### Stored rows
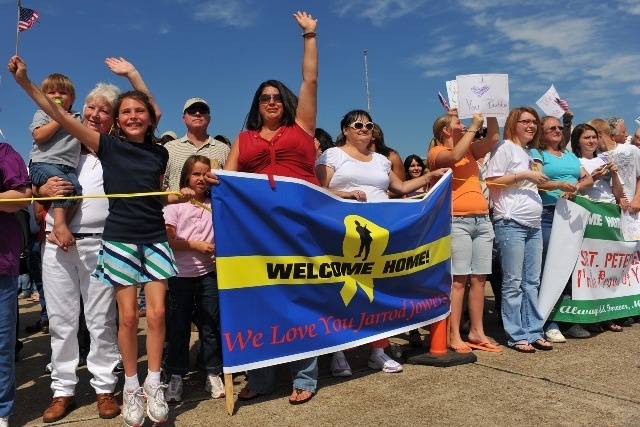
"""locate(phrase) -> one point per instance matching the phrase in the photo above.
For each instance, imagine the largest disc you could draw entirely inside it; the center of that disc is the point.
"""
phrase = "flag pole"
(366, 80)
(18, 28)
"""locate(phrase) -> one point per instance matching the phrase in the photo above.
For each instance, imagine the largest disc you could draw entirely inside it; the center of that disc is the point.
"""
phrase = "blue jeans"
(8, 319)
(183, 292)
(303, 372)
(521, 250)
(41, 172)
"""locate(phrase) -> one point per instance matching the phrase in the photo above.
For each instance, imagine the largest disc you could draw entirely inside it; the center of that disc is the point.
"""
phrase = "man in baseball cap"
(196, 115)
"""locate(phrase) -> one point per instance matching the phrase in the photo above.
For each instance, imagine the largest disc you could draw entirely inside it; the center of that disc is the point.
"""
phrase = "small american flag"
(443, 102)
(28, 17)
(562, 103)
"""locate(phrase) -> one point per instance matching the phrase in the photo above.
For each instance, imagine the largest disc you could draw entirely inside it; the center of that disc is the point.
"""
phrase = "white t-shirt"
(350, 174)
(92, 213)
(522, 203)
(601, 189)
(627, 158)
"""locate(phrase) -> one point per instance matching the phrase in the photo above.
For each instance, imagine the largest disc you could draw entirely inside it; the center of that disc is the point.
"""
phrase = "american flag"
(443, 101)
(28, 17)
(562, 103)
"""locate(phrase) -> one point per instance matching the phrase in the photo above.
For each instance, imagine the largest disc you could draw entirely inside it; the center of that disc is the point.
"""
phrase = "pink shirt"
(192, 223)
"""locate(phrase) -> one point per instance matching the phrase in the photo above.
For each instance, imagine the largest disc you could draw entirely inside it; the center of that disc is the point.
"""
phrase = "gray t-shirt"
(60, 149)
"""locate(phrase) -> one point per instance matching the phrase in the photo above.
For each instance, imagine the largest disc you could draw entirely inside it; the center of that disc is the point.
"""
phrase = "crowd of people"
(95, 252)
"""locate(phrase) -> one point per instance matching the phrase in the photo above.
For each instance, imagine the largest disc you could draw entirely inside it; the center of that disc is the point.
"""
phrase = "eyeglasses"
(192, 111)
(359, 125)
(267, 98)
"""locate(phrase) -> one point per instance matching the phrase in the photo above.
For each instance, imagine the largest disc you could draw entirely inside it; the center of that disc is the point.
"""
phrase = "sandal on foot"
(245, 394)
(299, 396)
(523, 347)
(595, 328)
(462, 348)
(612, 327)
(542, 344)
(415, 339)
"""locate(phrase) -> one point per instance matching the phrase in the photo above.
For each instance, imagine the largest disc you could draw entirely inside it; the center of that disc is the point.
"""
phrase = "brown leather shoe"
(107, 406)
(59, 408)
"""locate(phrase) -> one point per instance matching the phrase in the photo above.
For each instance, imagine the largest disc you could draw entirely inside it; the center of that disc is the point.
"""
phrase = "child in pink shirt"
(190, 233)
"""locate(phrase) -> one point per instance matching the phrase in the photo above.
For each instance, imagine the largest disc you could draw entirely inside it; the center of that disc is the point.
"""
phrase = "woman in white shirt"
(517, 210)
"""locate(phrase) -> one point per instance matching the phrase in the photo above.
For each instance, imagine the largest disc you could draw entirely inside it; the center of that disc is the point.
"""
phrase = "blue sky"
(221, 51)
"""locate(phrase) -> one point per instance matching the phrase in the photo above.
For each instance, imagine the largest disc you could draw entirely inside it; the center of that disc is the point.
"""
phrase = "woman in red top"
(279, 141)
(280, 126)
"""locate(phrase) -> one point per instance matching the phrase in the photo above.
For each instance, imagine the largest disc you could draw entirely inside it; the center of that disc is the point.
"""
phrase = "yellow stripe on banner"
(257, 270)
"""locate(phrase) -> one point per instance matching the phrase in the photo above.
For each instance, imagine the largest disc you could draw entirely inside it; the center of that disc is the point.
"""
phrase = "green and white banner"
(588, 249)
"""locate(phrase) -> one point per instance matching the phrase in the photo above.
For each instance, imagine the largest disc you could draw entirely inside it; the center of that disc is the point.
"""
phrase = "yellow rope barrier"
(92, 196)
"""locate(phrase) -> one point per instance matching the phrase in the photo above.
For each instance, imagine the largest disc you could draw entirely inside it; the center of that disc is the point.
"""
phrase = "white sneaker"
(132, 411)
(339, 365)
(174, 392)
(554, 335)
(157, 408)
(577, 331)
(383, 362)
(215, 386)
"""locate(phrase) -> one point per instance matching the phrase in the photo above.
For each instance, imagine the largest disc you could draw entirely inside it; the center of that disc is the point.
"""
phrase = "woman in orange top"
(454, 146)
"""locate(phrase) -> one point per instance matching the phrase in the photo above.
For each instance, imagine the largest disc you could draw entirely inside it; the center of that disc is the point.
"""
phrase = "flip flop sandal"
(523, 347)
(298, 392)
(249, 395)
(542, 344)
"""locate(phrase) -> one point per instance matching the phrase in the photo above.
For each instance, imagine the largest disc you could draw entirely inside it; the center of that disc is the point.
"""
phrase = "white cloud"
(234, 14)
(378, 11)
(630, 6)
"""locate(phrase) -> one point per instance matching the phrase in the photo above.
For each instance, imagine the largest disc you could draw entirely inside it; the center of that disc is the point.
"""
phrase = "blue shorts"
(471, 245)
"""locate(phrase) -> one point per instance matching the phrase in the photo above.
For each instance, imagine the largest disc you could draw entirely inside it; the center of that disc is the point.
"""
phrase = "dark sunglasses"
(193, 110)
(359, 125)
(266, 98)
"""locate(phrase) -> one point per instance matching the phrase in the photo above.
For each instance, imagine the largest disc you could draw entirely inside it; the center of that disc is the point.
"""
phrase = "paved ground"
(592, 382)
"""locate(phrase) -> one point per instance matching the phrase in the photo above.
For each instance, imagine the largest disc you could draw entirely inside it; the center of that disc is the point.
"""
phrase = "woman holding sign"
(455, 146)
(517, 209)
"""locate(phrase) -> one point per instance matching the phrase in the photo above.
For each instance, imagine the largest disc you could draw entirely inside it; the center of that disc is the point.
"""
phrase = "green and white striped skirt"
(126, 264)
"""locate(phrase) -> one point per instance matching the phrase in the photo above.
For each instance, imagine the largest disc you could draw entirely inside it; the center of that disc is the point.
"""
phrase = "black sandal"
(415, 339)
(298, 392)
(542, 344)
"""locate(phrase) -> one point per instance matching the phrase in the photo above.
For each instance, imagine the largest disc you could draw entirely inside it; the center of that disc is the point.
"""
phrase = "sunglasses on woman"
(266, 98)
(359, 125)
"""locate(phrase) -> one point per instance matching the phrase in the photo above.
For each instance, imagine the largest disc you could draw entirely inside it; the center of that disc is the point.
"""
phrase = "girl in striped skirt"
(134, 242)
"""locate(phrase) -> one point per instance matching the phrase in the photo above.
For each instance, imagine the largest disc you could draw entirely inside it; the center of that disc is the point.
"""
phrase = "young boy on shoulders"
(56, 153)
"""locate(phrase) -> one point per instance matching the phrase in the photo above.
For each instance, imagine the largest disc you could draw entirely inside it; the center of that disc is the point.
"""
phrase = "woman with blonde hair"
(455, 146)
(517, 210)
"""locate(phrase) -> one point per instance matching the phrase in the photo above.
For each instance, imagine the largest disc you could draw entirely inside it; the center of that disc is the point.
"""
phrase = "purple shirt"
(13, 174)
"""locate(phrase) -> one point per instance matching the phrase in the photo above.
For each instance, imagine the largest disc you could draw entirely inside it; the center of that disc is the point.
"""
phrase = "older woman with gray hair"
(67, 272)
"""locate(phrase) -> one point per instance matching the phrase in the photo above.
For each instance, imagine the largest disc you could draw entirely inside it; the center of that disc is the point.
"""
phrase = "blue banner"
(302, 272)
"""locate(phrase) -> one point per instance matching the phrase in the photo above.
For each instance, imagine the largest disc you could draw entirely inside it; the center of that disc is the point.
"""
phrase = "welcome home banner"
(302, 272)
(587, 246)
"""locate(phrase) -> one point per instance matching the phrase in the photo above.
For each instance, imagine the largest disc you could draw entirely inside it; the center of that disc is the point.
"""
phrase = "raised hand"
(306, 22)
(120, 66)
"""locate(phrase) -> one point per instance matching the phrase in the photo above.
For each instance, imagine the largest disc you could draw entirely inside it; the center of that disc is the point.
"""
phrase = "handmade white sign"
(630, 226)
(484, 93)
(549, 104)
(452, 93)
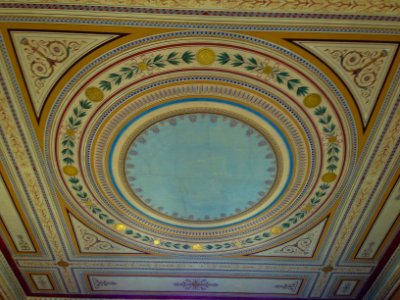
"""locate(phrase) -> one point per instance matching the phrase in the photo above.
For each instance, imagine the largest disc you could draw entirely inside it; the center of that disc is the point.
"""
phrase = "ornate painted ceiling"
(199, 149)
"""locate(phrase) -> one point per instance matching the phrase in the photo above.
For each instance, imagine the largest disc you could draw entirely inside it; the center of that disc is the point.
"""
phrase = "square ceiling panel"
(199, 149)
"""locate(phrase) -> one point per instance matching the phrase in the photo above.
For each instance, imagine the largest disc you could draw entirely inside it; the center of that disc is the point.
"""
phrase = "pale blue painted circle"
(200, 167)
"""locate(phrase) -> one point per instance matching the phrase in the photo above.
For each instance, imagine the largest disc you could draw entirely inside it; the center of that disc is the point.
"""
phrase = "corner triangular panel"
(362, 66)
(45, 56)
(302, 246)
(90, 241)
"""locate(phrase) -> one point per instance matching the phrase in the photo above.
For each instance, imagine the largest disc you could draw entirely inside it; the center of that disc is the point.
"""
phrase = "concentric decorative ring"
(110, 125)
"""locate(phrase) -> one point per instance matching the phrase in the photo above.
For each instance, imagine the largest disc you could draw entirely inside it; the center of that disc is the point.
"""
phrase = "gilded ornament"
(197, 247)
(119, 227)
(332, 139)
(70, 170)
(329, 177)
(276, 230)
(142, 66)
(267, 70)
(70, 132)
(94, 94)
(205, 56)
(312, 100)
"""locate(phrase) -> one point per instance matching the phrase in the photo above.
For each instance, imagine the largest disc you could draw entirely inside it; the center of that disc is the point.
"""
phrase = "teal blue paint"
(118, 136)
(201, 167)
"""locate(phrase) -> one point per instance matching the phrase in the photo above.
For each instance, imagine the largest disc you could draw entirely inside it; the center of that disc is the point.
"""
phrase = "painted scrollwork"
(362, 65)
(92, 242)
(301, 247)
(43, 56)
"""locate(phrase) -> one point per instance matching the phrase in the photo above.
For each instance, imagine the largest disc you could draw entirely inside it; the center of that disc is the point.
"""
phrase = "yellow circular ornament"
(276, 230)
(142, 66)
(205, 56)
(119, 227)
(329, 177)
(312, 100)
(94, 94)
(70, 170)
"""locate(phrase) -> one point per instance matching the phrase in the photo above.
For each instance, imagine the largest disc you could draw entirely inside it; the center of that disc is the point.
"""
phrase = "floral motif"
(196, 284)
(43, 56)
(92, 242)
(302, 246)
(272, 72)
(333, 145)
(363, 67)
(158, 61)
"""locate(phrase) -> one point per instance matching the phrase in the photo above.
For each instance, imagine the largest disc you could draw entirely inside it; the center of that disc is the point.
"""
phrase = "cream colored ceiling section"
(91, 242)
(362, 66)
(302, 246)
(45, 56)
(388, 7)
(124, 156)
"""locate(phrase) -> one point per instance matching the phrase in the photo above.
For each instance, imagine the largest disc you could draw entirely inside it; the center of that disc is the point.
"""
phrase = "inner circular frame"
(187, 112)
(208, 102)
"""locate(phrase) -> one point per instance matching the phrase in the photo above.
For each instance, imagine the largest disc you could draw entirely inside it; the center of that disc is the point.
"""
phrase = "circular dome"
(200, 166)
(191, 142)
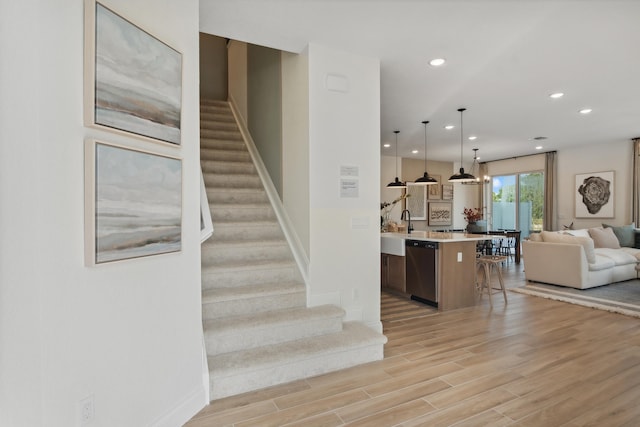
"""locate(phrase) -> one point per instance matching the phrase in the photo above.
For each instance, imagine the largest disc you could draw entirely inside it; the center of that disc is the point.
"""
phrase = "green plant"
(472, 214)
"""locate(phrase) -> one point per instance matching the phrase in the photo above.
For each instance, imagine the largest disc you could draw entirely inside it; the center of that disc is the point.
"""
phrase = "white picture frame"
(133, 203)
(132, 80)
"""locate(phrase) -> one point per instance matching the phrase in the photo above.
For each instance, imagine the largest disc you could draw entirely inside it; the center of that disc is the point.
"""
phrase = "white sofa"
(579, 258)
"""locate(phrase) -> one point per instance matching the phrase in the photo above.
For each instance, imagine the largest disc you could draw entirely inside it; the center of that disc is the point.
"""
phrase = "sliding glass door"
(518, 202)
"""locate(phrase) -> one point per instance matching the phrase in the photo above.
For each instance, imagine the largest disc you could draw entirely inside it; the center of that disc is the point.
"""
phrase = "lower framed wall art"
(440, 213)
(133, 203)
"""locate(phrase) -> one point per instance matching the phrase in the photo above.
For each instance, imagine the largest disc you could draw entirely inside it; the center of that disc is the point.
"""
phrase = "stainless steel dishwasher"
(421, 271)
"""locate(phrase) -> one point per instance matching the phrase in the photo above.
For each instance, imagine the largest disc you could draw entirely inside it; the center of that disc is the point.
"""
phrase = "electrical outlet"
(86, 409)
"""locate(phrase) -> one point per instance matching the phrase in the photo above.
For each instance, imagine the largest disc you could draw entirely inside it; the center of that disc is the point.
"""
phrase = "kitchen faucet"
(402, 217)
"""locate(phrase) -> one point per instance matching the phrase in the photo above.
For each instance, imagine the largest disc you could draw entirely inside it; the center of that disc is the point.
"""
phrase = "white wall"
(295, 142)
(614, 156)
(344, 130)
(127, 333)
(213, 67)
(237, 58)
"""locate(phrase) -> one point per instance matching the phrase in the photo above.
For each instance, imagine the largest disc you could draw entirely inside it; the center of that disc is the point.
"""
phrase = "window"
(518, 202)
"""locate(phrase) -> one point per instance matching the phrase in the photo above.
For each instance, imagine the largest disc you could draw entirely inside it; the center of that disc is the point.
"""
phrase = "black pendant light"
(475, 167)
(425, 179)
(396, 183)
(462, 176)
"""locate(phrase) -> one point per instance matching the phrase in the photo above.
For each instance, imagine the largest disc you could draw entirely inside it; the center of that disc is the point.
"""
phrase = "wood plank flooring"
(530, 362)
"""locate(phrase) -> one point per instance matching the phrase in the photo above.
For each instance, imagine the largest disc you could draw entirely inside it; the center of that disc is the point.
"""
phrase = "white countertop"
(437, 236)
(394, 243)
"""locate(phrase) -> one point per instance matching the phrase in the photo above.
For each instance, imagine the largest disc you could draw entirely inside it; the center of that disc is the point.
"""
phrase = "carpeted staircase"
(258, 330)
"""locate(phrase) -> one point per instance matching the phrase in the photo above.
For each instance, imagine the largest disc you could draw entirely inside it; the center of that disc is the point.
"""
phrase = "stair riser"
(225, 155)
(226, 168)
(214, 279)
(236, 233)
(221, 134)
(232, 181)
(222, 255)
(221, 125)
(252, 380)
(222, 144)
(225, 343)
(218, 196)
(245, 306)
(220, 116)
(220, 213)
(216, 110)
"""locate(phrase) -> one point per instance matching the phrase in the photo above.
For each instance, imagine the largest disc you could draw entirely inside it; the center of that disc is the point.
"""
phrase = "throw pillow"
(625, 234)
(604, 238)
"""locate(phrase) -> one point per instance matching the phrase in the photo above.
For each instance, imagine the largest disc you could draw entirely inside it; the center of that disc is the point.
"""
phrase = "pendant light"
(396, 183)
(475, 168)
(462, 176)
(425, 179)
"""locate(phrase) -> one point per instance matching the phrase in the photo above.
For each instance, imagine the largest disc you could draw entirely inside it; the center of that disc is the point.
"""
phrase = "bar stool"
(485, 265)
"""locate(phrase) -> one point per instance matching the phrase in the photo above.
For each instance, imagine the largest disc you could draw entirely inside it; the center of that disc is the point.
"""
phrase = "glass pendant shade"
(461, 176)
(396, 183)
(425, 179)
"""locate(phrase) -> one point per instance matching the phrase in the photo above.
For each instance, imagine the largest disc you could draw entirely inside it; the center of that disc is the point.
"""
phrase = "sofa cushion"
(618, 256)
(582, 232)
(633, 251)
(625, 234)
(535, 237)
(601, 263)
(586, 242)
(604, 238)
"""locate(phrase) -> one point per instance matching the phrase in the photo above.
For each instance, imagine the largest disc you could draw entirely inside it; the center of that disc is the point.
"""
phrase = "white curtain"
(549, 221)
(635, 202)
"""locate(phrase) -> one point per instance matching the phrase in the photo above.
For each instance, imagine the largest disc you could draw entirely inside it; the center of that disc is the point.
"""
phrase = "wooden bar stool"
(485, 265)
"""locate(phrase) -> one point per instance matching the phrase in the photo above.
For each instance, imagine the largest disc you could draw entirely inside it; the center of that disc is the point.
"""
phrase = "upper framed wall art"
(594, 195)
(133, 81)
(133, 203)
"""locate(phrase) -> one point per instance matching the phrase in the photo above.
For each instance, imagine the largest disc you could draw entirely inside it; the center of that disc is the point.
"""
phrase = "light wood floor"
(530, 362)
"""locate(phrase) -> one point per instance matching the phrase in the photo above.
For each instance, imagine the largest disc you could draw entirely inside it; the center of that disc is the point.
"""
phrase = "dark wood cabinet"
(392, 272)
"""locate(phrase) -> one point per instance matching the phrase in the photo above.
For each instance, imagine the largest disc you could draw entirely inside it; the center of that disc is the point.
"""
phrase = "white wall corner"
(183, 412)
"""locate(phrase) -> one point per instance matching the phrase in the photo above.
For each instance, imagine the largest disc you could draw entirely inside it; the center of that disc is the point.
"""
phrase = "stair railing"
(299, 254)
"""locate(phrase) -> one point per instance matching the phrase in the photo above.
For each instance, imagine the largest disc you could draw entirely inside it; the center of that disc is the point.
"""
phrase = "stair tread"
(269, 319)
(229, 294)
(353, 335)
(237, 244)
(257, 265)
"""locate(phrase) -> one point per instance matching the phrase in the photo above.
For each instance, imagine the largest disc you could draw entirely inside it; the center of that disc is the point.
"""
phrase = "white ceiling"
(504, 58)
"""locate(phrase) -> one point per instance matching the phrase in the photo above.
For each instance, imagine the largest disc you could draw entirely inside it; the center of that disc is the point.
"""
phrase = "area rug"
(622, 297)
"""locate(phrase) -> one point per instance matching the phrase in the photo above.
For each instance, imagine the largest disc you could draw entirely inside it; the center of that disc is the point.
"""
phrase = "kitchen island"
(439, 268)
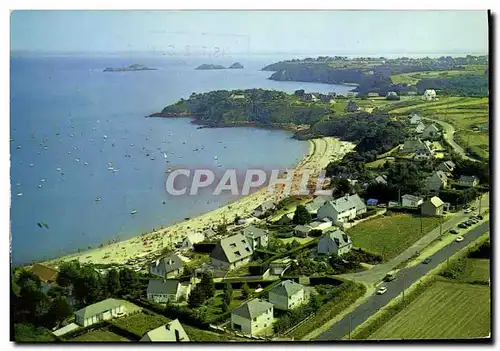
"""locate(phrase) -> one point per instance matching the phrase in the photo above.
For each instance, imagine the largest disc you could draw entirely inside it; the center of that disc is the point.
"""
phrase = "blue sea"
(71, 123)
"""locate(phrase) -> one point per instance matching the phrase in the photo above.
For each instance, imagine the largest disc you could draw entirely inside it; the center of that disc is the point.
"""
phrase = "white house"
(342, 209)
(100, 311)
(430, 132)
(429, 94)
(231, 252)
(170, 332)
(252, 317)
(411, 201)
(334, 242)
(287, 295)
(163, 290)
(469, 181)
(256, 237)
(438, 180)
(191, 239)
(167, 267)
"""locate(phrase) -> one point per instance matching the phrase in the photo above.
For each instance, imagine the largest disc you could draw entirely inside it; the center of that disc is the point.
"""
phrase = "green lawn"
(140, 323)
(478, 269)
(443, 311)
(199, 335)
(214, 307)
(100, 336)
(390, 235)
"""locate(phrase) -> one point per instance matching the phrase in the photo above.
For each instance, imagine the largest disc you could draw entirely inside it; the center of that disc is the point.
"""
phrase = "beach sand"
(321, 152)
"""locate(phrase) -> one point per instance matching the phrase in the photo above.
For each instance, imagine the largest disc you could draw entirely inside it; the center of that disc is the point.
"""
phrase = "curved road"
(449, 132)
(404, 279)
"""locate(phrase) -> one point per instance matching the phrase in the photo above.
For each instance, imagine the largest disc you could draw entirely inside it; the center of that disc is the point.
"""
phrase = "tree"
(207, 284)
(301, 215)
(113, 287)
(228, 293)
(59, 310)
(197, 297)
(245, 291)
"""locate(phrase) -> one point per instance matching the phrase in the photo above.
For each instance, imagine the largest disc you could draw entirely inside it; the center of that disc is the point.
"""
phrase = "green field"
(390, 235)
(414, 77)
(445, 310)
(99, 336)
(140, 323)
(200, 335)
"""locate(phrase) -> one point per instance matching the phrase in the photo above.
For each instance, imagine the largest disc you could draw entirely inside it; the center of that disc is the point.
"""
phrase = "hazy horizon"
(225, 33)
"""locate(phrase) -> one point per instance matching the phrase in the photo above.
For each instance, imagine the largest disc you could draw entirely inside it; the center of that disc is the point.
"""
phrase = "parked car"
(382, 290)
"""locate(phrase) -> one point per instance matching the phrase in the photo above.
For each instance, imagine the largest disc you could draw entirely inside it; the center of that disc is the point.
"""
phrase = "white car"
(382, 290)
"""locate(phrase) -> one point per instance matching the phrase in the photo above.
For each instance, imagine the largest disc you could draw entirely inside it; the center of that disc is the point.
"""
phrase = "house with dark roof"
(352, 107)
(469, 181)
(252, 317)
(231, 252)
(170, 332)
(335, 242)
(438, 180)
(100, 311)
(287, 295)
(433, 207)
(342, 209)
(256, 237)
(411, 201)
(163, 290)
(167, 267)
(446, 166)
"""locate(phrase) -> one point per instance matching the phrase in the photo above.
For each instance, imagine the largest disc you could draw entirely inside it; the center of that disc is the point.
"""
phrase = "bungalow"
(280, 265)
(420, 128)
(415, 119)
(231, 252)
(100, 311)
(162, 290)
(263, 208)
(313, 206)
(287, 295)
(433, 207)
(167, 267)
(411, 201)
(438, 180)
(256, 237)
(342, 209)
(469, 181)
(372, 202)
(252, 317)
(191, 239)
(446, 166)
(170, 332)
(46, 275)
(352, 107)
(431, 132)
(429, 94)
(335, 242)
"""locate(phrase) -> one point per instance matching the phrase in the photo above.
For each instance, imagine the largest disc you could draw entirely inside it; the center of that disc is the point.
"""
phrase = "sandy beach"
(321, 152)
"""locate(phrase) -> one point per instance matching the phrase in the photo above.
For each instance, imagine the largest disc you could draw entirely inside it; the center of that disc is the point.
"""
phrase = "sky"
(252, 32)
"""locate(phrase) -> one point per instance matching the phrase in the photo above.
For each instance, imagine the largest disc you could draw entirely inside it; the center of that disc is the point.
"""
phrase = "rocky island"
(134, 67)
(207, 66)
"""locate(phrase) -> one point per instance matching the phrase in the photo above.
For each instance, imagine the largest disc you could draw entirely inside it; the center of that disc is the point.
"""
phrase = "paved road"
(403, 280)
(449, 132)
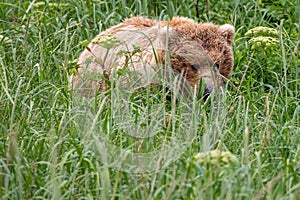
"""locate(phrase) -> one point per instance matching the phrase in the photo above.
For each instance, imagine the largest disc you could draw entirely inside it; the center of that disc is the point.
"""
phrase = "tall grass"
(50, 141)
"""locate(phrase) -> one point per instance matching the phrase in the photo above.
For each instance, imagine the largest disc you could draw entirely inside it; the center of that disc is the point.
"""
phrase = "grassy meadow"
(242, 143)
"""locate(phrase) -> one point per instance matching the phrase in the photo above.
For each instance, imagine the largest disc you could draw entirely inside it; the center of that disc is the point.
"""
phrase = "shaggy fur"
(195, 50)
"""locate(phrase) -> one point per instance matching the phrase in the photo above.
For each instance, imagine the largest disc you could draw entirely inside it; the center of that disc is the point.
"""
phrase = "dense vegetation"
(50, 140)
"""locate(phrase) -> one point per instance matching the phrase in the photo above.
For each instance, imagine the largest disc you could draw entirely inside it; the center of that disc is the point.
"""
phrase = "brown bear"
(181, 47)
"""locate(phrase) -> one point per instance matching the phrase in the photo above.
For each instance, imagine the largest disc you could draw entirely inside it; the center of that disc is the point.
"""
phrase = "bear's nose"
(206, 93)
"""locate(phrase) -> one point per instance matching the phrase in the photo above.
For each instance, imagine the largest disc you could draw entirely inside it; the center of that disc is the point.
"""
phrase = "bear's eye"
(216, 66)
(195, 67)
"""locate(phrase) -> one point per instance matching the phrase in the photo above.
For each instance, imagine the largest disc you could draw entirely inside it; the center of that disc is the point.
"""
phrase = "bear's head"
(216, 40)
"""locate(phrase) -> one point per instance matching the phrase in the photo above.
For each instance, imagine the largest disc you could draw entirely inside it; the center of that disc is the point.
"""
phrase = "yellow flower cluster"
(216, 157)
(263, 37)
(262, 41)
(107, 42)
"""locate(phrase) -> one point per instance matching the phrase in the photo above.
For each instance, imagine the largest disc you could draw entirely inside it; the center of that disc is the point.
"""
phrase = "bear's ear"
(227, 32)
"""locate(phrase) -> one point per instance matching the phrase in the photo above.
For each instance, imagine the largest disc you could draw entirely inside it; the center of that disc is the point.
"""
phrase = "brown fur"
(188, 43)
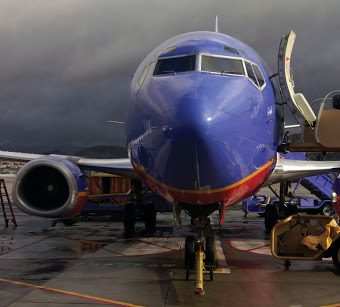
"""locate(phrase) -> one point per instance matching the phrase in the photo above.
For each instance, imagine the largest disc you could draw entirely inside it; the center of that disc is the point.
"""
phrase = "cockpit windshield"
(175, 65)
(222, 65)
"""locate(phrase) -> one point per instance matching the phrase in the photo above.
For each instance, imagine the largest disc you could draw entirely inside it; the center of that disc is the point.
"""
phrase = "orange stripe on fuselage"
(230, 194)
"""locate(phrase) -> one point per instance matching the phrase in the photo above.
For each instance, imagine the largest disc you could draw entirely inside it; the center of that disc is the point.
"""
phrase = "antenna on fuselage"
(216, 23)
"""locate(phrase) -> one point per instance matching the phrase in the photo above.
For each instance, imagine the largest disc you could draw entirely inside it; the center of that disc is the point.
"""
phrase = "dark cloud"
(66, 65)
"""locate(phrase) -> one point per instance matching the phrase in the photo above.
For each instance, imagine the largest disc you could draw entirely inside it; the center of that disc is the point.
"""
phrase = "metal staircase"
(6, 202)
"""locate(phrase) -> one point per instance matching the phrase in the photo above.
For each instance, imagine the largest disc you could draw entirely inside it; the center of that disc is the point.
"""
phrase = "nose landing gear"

### What the task asks
Report every line of the listing above that contains the word "framed". Uppercase and lowercase letters must match.

### Output below
phrase = "lower framed wall art"
phrase = "upper framed wall art"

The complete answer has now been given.